▶ **Gelesenes anwenden**:
• A. Wie heißt die neue Rubrik, die der Übungstext ankündigt?
• B. Bearbeite den Übungstext: Schreib den Teil ab, der bei "Es gibt eine" anfängt und nach "Auswahl von Fakten." aufhört, und setze dabei "Gesuch" anstelle von "Antrag" ein.

▶ **Übungstext**:

Montag, 22. Oktober 2012

Gedicht des Monats - Wislawa Szymborska

Es gibt eine neue Rubrik - Gedicht des Monats. Letztes Wochenende in Berlin gesehen, gelesen...und für GUT befunden!

DAS SCHREIBEN EINES LEBENSLAUFS

Was ist zu tun?
Ein Antrag ist einzureichen,
dazu ein Lebenslauf.

Ungeachtet der Länge des Lebens
hat der Lebenslauf kurz zu sein.

Geboten sind Bündigkeit und eine Auswahl von Fakten.
Die Landschaften sind durch Anschriften zu ersetzen,
labile Erinnerungen durch konstante Daten.

Von allen Lieben genügt die eheliche,
nur die geborenen Kinder zählen.

Wichtig ist, wer dich kennt, nicht, wen du kennst.
Reisen, nur die ins Ausland.
Zugehörig wozu, aber ohne weshalb.
Preise, ohne wofür.

Schreibe, als hättest du niemals mit dir gesprochen
und dich von weitem gemieden.

Umgehe mit Schweigen Hunde, Katzen und Vögel,
den Erinnerungskleinkram, Freunde und Träume.

Es gilt der Preis, nicht der Wert,
der Titel, nicht dessen Inhalt,
die Schuhgröße, nicht wo
der Mensch, für den man dich hält, hingeht.

Dazu eine Fotografie mit entblößtem Ohr.
Wichtig ist seine Form, nicht, was es hört.
Was es hört.
Das Knirschen des Papierwolfs.

▶ **Bereitgestelltes Material**:
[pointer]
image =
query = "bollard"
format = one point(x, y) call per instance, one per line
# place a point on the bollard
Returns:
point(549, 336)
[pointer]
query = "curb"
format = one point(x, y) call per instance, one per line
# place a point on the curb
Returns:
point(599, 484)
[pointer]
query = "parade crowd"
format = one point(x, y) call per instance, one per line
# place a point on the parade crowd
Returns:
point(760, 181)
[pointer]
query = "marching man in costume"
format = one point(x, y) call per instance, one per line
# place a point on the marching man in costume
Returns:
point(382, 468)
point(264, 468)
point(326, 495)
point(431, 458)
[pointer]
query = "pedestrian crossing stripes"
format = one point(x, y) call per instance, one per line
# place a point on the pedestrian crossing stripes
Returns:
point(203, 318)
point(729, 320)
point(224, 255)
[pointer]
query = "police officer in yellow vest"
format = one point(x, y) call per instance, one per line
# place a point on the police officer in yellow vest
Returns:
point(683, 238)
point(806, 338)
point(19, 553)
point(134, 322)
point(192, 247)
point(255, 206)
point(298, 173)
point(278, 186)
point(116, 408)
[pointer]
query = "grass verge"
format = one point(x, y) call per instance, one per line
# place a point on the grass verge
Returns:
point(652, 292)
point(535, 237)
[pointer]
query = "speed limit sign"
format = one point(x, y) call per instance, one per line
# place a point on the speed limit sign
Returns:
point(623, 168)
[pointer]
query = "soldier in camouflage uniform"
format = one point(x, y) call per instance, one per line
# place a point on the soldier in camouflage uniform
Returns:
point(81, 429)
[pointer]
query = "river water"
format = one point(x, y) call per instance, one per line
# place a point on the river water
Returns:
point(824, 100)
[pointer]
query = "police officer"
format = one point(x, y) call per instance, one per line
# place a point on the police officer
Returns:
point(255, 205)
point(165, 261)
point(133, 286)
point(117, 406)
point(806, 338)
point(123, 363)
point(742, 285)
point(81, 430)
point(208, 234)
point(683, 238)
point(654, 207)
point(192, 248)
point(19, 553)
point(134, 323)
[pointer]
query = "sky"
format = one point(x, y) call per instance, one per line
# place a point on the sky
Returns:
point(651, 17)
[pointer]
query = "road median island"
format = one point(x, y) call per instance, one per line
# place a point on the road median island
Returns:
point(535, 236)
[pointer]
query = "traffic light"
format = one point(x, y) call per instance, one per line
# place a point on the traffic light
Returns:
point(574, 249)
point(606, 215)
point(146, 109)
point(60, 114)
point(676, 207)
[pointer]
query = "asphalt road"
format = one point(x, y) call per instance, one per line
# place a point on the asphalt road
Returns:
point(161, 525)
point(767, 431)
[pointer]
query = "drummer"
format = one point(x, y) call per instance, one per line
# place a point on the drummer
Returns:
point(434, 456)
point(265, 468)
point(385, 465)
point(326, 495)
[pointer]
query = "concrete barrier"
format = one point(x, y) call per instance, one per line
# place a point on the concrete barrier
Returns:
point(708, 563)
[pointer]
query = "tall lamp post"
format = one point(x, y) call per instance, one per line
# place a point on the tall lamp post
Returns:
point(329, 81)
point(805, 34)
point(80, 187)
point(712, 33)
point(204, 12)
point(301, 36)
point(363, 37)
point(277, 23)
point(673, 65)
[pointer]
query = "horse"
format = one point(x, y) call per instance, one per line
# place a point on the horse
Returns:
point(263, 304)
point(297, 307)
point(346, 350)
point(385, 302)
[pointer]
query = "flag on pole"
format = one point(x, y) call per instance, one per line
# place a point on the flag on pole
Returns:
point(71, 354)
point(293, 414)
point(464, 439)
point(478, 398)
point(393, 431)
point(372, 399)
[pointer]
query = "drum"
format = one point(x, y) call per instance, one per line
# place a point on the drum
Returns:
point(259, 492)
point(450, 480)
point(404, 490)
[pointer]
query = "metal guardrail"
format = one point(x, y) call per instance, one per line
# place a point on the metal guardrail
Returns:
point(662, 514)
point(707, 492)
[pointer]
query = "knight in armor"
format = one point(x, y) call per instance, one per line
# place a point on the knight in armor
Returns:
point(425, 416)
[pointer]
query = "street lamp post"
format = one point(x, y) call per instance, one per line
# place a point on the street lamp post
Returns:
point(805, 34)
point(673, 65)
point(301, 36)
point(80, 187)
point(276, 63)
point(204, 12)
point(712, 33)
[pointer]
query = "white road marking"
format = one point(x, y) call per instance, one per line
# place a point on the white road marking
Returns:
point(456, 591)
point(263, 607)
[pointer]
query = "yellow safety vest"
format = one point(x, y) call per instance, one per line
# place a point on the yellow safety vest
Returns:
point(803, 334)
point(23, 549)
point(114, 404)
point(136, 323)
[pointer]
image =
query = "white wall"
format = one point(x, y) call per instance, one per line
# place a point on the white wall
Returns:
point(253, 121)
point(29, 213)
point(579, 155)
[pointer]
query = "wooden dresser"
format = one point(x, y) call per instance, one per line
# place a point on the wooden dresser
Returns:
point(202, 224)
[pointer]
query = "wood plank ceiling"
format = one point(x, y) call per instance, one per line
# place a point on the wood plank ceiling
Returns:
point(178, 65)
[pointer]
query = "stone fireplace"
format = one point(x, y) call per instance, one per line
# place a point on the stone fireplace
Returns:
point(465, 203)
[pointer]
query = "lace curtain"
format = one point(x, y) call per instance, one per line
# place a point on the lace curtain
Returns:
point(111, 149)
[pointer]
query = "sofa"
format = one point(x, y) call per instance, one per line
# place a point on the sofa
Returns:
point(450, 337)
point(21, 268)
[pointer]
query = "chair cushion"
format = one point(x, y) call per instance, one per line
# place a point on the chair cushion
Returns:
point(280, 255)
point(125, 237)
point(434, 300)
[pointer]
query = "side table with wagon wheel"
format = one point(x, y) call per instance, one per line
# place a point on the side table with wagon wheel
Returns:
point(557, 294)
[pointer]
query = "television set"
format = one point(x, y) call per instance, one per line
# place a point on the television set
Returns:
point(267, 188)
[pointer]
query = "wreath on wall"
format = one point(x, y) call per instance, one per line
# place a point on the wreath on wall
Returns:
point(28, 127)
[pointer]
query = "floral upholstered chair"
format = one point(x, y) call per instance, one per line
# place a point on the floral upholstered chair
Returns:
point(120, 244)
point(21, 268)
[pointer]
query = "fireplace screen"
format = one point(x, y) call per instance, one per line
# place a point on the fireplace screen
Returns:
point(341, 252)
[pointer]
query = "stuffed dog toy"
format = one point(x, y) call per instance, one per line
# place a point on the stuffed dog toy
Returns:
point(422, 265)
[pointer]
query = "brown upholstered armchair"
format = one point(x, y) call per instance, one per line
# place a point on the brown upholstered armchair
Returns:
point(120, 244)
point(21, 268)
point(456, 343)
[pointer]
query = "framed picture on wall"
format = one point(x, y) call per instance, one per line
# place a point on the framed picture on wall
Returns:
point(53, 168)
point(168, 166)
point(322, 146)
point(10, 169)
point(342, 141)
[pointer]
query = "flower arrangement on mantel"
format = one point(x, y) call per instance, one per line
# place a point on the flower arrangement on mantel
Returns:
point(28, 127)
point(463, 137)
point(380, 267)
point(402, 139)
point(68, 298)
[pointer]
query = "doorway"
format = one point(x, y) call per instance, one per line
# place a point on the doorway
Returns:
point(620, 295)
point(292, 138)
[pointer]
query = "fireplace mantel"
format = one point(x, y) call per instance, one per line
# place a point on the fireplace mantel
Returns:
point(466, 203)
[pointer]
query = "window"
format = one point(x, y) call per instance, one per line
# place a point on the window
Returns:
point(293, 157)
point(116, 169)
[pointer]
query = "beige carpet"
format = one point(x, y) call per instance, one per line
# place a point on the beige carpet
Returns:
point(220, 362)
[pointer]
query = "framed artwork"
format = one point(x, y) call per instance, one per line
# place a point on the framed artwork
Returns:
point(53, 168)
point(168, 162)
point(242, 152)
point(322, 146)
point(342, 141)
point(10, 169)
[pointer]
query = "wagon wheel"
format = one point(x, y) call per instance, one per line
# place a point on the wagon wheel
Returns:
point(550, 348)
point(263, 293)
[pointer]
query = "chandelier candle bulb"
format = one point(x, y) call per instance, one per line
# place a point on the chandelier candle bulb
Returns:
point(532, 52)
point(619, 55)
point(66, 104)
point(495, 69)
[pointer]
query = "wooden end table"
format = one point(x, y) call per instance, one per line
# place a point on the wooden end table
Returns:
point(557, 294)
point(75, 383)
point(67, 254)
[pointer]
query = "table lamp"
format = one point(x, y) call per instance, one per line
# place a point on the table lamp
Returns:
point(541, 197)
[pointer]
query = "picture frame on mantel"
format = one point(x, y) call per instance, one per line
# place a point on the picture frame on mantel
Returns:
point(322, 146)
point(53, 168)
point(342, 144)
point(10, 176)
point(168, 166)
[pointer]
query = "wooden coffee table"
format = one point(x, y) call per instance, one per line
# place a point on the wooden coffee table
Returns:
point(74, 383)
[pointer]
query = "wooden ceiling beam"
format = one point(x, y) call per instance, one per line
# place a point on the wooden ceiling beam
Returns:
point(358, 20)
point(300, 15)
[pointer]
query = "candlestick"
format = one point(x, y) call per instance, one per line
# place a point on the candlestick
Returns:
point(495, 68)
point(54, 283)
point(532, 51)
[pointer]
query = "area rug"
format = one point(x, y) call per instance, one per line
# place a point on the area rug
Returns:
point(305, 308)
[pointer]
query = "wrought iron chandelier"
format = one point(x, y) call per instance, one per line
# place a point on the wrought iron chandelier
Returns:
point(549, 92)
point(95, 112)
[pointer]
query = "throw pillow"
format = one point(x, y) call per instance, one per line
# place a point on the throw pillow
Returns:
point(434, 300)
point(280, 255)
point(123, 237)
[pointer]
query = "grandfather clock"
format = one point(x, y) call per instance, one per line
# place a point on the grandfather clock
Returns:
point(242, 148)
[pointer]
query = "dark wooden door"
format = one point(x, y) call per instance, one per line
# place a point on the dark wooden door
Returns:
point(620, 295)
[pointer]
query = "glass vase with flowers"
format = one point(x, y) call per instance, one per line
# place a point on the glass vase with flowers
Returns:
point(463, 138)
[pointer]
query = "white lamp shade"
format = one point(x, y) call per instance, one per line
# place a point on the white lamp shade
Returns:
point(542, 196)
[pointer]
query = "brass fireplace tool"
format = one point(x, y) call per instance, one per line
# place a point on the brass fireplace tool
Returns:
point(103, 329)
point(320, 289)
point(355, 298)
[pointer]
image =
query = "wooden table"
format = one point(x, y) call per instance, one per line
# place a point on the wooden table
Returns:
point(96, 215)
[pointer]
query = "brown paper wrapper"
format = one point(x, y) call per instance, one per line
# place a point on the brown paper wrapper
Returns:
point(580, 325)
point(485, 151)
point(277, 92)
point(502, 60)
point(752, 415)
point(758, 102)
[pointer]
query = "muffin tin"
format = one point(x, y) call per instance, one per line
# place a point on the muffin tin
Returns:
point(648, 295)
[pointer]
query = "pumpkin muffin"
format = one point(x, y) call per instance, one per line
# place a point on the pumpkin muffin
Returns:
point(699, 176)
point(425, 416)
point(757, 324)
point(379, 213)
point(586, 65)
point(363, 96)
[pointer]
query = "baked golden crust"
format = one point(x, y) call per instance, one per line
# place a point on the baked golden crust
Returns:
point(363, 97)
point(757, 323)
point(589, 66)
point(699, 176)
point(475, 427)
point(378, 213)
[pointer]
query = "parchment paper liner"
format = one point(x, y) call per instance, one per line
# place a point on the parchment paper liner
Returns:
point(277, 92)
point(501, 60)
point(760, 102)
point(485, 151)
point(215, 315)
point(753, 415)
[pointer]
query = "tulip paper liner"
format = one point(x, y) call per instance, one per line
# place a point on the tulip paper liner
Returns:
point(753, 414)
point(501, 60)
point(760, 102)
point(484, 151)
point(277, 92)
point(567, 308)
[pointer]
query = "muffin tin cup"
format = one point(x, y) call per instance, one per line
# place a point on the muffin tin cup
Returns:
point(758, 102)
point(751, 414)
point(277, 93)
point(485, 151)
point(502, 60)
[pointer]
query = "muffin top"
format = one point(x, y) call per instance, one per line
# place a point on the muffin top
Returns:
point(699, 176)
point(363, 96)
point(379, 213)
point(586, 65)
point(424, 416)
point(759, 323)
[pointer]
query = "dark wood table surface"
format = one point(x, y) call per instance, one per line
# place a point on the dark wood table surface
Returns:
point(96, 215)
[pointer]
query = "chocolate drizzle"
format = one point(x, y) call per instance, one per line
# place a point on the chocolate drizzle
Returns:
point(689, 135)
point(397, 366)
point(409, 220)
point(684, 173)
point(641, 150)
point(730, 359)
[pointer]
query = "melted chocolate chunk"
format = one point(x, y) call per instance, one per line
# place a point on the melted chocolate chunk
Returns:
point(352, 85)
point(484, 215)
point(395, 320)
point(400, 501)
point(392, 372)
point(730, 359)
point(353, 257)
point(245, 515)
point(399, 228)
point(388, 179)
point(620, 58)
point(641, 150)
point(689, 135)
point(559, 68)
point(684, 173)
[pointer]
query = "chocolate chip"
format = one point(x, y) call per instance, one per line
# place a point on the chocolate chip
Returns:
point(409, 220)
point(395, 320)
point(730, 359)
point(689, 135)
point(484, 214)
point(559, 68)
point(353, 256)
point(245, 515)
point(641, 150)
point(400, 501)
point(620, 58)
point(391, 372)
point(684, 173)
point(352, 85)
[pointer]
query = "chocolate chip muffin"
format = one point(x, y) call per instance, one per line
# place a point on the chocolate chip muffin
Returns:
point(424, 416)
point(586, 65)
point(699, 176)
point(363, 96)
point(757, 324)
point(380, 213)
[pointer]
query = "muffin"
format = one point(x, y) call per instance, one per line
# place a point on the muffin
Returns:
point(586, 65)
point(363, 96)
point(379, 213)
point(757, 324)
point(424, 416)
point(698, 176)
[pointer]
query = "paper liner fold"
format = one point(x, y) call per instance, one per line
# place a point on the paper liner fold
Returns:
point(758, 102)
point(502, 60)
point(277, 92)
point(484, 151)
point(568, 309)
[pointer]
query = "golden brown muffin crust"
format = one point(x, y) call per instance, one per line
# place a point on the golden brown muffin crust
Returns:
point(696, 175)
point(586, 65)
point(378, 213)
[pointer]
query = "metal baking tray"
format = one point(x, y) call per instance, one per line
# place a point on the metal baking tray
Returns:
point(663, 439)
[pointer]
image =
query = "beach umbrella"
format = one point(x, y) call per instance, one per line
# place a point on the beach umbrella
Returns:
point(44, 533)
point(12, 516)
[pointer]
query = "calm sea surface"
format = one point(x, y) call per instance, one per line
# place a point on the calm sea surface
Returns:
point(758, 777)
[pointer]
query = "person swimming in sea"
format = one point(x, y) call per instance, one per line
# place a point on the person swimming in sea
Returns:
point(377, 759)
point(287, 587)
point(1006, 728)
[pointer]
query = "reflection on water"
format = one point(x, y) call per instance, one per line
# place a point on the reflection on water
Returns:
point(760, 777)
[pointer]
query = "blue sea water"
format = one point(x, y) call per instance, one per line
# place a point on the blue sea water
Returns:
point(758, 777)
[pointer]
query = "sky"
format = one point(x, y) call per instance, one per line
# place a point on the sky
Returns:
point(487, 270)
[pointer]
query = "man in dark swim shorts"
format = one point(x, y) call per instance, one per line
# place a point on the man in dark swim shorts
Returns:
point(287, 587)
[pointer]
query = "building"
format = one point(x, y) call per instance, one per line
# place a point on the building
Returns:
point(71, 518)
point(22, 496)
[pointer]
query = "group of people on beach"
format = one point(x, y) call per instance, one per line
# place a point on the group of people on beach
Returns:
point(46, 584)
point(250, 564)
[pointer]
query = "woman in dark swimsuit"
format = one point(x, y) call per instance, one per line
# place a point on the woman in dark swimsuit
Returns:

▶ **Die Antworten**:
• A. Gedicht des Monats

• B.
Es gibt eine neue Rubrik - Gedicht des Monats. Letztes Wochenende in Berlin gesehen, gelesen...und für GUT befunden!

DAS SCHREIBEN EINES LEBENSLAUFS

Was ist zu tun?
Ein Gesuch ist einzureichen,
dazu ein Lebenslauf.

Ungeachtet der Länge des Lebens
hat der Lebenslauf kurz zu sein.

Geboten sind Bündigkeit und eine Auswahl von Fakten.